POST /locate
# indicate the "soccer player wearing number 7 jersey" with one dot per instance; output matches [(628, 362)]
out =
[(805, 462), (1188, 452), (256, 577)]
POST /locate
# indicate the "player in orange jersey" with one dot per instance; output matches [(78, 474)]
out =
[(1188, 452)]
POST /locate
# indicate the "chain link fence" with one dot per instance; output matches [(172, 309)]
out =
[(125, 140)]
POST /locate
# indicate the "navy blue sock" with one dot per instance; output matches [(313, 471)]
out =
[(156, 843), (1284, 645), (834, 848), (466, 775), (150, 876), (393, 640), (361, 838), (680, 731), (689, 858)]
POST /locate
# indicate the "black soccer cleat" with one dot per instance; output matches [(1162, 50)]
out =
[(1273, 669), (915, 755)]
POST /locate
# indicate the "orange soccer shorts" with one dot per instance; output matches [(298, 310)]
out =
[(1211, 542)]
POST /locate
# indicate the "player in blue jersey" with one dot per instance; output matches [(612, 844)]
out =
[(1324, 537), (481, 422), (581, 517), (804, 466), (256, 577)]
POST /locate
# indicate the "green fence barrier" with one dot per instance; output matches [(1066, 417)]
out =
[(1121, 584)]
═══
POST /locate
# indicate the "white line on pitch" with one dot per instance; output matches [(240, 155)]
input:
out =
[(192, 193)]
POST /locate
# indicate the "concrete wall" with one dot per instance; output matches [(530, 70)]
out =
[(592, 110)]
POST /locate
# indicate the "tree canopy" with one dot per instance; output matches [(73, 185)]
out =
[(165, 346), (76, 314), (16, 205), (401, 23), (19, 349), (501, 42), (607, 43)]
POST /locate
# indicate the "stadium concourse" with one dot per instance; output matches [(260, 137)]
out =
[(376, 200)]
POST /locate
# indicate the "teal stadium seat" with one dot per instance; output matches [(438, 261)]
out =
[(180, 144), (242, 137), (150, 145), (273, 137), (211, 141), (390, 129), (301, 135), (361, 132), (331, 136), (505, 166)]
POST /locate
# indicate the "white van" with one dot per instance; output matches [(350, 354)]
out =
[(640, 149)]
═══
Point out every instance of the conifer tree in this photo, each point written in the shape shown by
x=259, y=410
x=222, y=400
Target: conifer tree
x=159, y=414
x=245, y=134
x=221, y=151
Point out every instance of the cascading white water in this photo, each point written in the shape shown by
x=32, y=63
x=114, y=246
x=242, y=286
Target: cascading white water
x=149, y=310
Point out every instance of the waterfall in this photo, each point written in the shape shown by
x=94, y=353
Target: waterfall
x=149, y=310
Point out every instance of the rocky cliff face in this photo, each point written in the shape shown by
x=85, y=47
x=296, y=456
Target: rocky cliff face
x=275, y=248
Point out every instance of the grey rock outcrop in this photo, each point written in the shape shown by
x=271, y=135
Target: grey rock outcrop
═══
### Problem to solve
Output the lines of the records as a JSON list of strings, one string per line with blank lines left out. Begin at the line that has "Point out every instance of the rocky" and stop after the line that has "Target: grey rock outcrop".

### Solution for this exercise
[
  "Point out every instance of the rocky cliff face in this photo, each point written in the shape shown by",
  "x=85, y=47",
  "x=296, y=456",
  "Target: rocky cliff face",
  "x=275, y=248",
  "Point out every instance of the grey rock outcrop in this photo, each point written in the shape shown by",
  "x=271, y=135",
  "Target: grey rock outcrop"
]